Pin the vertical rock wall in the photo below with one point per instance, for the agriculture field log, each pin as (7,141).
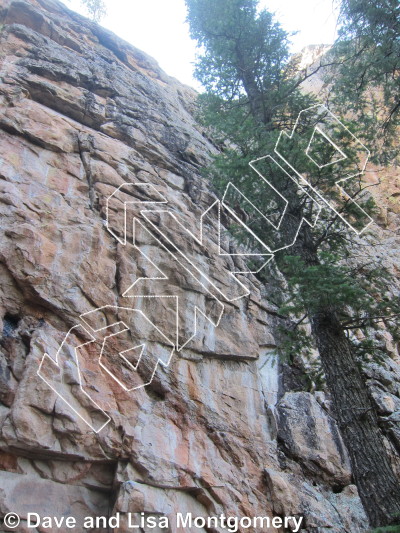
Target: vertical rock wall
(82,113)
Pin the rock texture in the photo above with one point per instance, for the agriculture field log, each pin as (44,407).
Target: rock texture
(219,430)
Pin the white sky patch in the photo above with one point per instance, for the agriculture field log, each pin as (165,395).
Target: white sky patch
(158,28)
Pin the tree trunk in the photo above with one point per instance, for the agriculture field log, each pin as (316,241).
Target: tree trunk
(377,484)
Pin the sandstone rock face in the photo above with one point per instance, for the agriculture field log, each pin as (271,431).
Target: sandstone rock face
(216,431)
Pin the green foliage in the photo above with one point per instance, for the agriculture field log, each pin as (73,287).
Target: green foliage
(366,80)
(251,96)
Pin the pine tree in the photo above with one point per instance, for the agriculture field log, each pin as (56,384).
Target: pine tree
(96,9)
(252,93)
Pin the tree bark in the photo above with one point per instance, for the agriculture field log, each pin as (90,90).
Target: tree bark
(378,487)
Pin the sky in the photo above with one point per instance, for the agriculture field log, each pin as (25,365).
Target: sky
(158,28)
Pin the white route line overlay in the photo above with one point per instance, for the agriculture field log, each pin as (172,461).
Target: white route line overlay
(340,182)
(175,344)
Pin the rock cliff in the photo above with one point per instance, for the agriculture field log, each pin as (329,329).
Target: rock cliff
(223,428)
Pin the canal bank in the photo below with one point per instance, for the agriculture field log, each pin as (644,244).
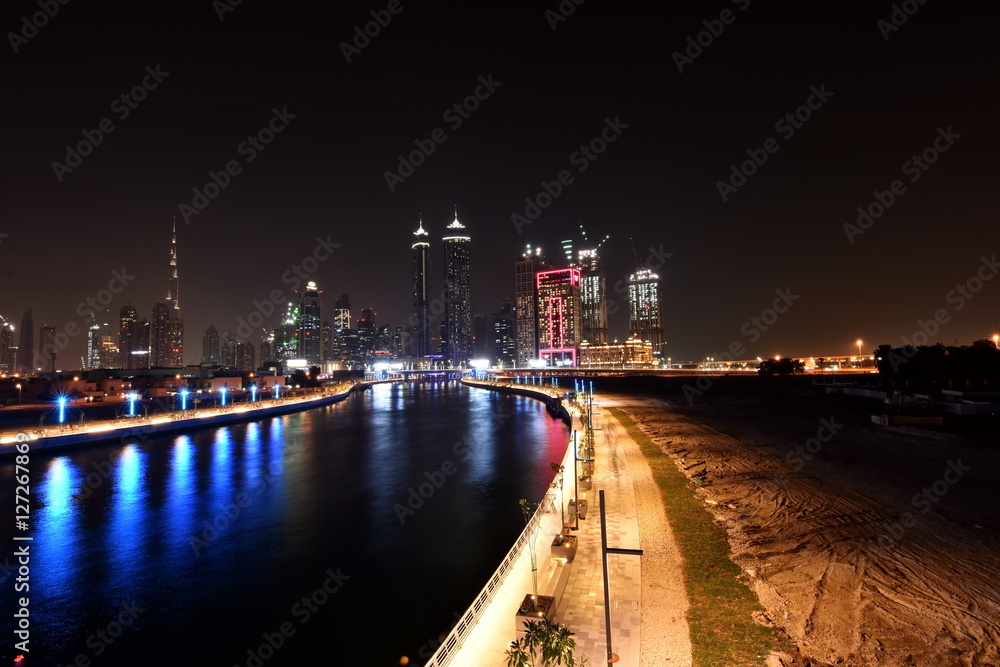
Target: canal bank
(485,632)
(137,429)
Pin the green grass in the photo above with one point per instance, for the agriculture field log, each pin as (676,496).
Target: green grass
(723,631)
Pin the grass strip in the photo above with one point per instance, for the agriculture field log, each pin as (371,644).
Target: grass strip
(723,631)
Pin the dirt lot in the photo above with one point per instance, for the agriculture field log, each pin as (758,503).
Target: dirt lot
(867,545)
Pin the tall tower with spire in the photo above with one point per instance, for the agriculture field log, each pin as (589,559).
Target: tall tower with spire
(420,318)
(458,304)
(173,342)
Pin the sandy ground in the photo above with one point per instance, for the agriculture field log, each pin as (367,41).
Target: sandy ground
(866,545)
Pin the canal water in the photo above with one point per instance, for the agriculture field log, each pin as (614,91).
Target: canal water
(352,534)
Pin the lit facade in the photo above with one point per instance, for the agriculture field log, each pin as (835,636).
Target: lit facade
(457,335)
(526,306)
(593,297)
(420,317)
(645,309)
(310,335)
(559,316)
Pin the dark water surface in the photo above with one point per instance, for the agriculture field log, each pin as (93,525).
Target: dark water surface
(198,549)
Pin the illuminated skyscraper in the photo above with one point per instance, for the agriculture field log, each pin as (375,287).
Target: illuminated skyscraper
(7,362)
(645,311)
(525,305)
(26,348)
(593,297)
(420,318)
(458,303)
(172,344)
(210,349)
(310,335)
(559,316)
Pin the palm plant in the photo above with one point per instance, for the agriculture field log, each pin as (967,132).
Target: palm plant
(544,644)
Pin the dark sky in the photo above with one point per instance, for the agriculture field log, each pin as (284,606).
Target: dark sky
(655,185)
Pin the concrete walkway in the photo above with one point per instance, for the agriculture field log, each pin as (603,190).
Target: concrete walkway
(579,586)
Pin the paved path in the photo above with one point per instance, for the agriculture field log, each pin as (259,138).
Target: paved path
(648,620)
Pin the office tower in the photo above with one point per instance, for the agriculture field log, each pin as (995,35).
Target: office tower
(308,325)
(173,334)
(559,316)
(525,304)
(46,343)
(7,362)
(158,342)
(420,317)
(133,339)
(93,359)
(645,315)
(326,333)
(504,335)
(26,347)
(210,349)
(483,337)
(367,334)
(593,297)
(286,336)
(457,335)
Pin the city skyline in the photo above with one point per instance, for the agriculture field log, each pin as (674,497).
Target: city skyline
(826,163)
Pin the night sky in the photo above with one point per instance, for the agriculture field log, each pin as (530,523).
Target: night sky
(880,94)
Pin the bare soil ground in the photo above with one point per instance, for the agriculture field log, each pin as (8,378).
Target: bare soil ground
(866,545)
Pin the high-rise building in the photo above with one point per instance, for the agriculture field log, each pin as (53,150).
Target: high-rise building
(46,345)
(310,336)
(559,316)
(367,334)
(525,304)
(93,359)
(173,341)
(7,361)
(158,357)
(210,350)
(420,317)
(26,347)
(645,310)
(593,296)
(457,334)
(504,335)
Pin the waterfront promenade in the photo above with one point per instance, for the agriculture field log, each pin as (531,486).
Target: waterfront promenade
(648,622)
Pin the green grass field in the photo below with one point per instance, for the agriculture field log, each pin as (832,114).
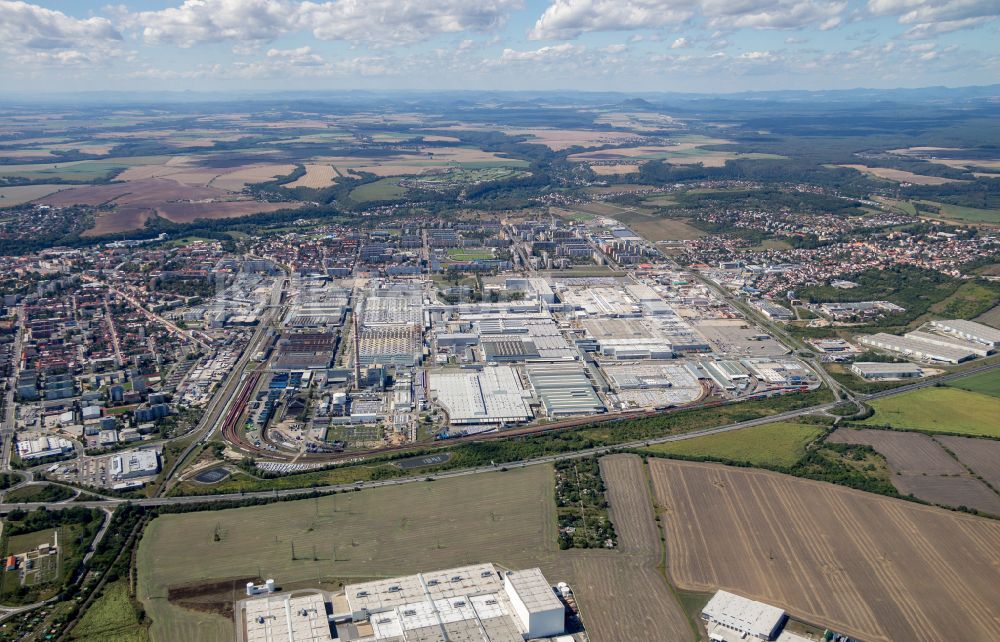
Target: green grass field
(385,189)
(39,493)
(965,214)
(85,170)
(113,616)
(505,517)
(971,299)
(950,410)
(777,444)
(987,383)
(469,254)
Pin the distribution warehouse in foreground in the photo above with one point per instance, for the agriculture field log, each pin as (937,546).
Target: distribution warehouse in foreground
(469,603)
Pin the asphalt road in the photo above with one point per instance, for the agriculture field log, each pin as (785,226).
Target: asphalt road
(163,501)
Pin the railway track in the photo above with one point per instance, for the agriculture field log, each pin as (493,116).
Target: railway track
(267,454)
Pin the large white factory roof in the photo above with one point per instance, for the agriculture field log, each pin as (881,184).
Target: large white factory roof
(916,347)
(287,618)
(492,395)
(533,589)
(970,330)
(740,614)
(469,603)
(564,389)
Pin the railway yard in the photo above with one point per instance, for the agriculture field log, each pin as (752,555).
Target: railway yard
(452,380)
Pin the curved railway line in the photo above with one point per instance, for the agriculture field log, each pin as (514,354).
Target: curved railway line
(269,453)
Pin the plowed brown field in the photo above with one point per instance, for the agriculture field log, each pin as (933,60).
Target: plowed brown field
(869,566)
(632,578)
(907,453)
(981,455)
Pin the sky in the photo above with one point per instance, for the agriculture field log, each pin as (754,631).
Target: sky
(592,45)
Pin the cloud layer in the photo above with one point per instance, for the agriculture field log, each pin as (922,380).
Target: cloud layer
(530,43)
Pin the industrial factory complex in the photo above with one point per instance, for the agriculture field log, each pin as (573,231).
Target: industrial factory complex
(479,603)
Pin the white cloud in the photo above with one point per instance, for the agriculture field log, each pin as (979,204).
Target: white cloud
(930,17)
(33,35)
(772,14)
(373,21)
(397,22)
(205,21)
(300,57)
(563,50)
(567,19)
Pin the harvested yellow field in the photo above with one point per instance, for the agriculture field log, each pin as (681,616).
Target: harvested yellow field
(901,176)
(234,181)
(317,176)
(392,169)
(611,170)
(965,164)
(872,567)
(647,151)
(17,194)
(708,159)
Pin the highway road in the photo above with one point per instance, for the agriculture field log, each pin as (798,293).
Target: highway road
(226,392)
(785,416)
(7,428)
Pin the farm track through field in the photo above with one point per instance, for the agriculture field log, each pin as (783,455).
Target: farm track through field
(647,609)
(873,567)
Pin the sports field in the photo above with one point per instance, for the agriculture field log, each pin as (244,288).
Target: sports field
(777,444)
(871,567)
(948,410)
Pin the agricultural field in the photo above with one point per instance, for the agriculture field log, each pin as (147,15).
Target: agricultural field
(872,567)
(987,383)
(907,453)
(969,300)
(982,456)
(652,613)
(113,616)
(17,194)
(946,410)
(614,170)
(922,468)
(317,176)
(554,139)
(684,153)
(959,213)
(581,505)
(991,317)
(777,444)
(507,517)
(81,171)
(900,176)
(660,228)
(950,491)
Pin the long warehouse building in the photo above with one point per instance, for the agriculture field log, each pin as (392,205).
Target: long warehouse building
(969,330)
(492,395)
(916,348)
(564,390)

◇ ◇ ◇ ◇ ◇

STATED EXERCISE | Reproduce all of the items above word for word, leaving out the pictures.

SOLUTION TO THIS TASK |
Pin the vertical rock wall in the photo below with one point per instance, for the agriculture field log, each pin as (7,141).
Target: vertical rock wall
(82,113)
Pin the rock texture in the photo above with one point per instance, for the agriculture field log, each pin as (44,407).
Target: rock texture
(219,430)
Pin the white sky patch in the photo above with one point per instance, for the agriculture field log, each pin as (165,395).
Target: white sky patch
(158,28)
Pin the tree trunk in the photo above with one point per instance, for the agriculture field log, each pin as (316,241).
Target: tree trunk
(377,484)
Pin the sandstone rock face in the photo above with one point per instance, for the agriculture field log, each pin as (271,431).
Target: sandstone rock face
(216,431)
Pin the green foliage in the photo above with one point per instance, for the agriculture field log, each pin as (73,287).
Target: green foliage
(366,80)
(251,96)
Pin the pine tree in the photo above with one point per instance, for the agriculture field log, each pin as (56,384).
Target: pine tree
(96,9)
(252,93)
Pin the tree bark in the photo above with one point per instance, for the agriculture field log, each pin as (90,90).
Target: tree bark
(378,487)
Pin the sky in the photo above with one point per instance, for the agriculture field log, each pin as (25,365).
Target: sky
(158,28)
Pin the white route line overlay in the photo above with one point per instance, for the agriculture field log, each pin as (172,461).
Target: white route line overlay
(340,182)
(175,344)
Pin the rock cliff in the photo above with one point per instance, for the agriculture field log, each pin as (329,329).
Target: rock cliff
(223,428)
Pin the canal bank in the photo below with one point per instance, for the agriculture field log, each pin as (644,244).
Target: canal bank
(485,632)
(137,429)
Pin the green grass in the photo above with one point per instance, for the agriculture field log, each pin as (676,496).
Target: green grass
(723,631)
Pin the grass strip in the photo above with one point per instance, for the agriculture field log, each pin as (371,644).
Target: grass strip
(723,631)
Pin the dirt lot in the photo above with one point per instance, for the agriculture field log, each pin as (758,503).
Target: dirt lot
(867,545)
Pin the tall tower with spire in the photo above with one point per instance, for the agriculture field log, each pin as (589,559).
Target: tall tower with spire
(420,318)
(458,304)
(173,342)
Pin the sandy ground in the photo above with one point per instance, for the agriculture field log, each pin as (367,41).
Target: sandy ground
(866,545)
Pin the canal water in the photo above with one point per instance, for the agriculture field log, each pin as (614,91).
Target: canal water
(352,534)
Pin the lit facade in the photo above with one point per instance, for the agriculture field log, each pin as (835,636).
Target: lit facade
(457,335)
(526,306)
(593,297)
(420,317)
(645,309)
(310,335)
(559,316)
Pin the dark water surface in the photo above with one point per instance, for the agriculture field log, each pin as (93,525).
Target: dark water surface
(198,549)
Pin the illuminated skyscraper in the photo above with one point per instance, for the agriculture field log, each pin as (375,287).
Target: illuminated skyscraper
(7,362)
(645,311)
(525,305)
(26,348)
(593,297)
(420,318)
(458,303)
(172,344)
(210,349)
(310,335)
(559,316)
Pin the palm plant in the photo above with one point per instance, for the agriculture field log, each pin as (967,132).
Target: palm plant
(544,644)
Pin the dark sky in the photo above with one point per instance, for the agriculture field log, each pin as (284,606).
Target: dark sky
(655,185)
Pin the concrete walkway in the photo above with one point per instance, for the agriculture field log, each pin as (603,190).
Target: concrete walkway
(579,586)
Pin the paved path in the photo above with one point per instance, for the agriculture field log, each pin as (259,138).
Target: paved path
(648,620)
Pin the office tower in the photo above with one point per instance, for the agriculture field log, each pin as (995,35).
Target: office tower
(308,325)
(173,334)
(559,316)
(525,304)
(46,343)
(7,362)
(158,342)
(420,317)
(133,339)
(93,359)
(645,315)
(326,333)
(504,335)
(26,347)
(210,349)
(483,337)
(367,334)
(593,297)
(286,336)
(457,335)
Pin the city skyline in the photo above with one point per instance, for the agriculture field log, each pin as (674,497).
Target: city skyline
(826,163)
Pin the night sky in the photo above with one point per instance, for the agriculture field log, each pin as (530,523).
Target: night sky
(880,94)
Pin the bare soil ground in the photo above with one point per instance, for the agriculture field log, each pin as (8,378).
Target: bare soil ground
(866,545)
Pin the high-rise building in the photo above with one point per instance, for the agriculture field log, each pin as (53,150).
Target: high-rise building
(46,345)
(310,336)
(559,316)
(367,334)
(525,304)
(93,359)
(173,341)
(7,361)
(158,357)
(210,350)
(420,317)
(26,347)
(645,310)
(593,296)
(457,334)
(504,335)
Pin the waterfront promenade in the photo above with one point per instance, for the agriculture field log, each pin as (531,486).
Target: waterfront promenade
(648,622)
Pin the green grass field in the photo below with one point per instance, for the agriculture field log, each pin as (832,114).
Target: green grass field
(385,189)
(39,493)
(965,214)
(85,170)
(113,616)
(505,517)
(971,299)
(950,410)
(777,444)
(987,383)
(469,254)
Pin the distribution warehouse in foreground in the photo above with one point per instance, for the agriculture field log, each pin as (937,546).
Target: distribution warehouse in foreground
(469,603)
Pin the asphalt road in the photo above with one point per instance, for the agriculture field log, each pin as (785,226).
Target: asphalt road
(163,501)
Pin the railway track in the photo above with one point per instance, for the agriculture field log, each pin as (493,116).
Target: railway track
(267,454)
Pin the large white factory roof in the photo above with one point per instance, for the agriculture field log, each pin as (881,184).
Target: large white factory roof
(916,347)
(287,618)
(492,395)
(533,589)
(970,330)
(740,614)
(469,603)
(564,389)
Pin the railway yard in the photo above with one point per instance, for the agriculture field log, each pin as (752,555).
Target: railway yard
(452,380)
Pin the curved railway line in the photo above with one point per instance, for the agriculture field log, each pin as (514,354).
Target: curved railway line
(269,453)
Pin the plowed brown field in the photo above with one point per instance, for the agriculture field log, each pin as (933,60).
Target: plowed brown field
(869,566)
(632,578)
(907,453)
(981,455)
Pin the sky in the photo above with one point per instance, for the agriculture field log, each pin as (754,631).
Target: sky
(592,45)
Pin the cloud layer in the photo above with one point per instance, for the agriculture field log, each pin as (922,380).
Target: cloud layer
(530,43)
Pin the industrial factory complex in the photo above with one point per instance, for the agriculture field log, each pin as (573,231).
Target: industrial factory complex
(479,603)
Pin the white cloud in the photo above with one point per instance, for the agriculture field log, each pin as (979,204).
Target: white cloud
(930,17)
(33,35)
(772,14)
(373,21)
(397,22)
(205,21)
(300,57)
(563,50)
(567,19)
Pin the harvested yellow field in the photo above with one point per instance, for the agriculture field log, each pin as (681,616).
Target: harvested yellow field
(901,176)
(234,181)
(317,176)
(392,169)
(611,170)
(965,164)
(872,567)
(647,151)
(17,194)
(708,159)
Pin the highway road in the photo above with one point per instance, for the agriculture field log, each pin as (798,293).
Target: highway road
(226,392)
(785,416)
(7,428)
Pin the farm track through field in the photo above with one point per instance, for the agriculture field log, each pin as (783,455).
Target: farm track through field
(647,609)
(873,567)
Pin the sports field in the photo above with one point per instance, for the agriculture field log, each pin as (244,288).
Target: sports field
(777,444)
(871,567)
(948,410)
Pin the agricultural field in the photo above with one point per instance, for the agriculture field log, each pin as (147,15).
Target: agricultural field
(872,567)
(987,383)
(907,453)
(969,300)
(982,456)
(652,613)
(113,616)
(17,194)
(946,410)
(614,170)
(922,468)
(317,176)
(554,139)
(684,153)
(959,213)
(581,505)
(991,317)
(777,444)
(507,517)
(81,171)
(900,176)
(660,228)
(950,491)
Pin the long warehouse building in the photo above with one point per instance, for the agriculture field log, each pin as (392,205).
Target: long warehouse building
(969,330)
(492,395)
(916,348)
(564,390)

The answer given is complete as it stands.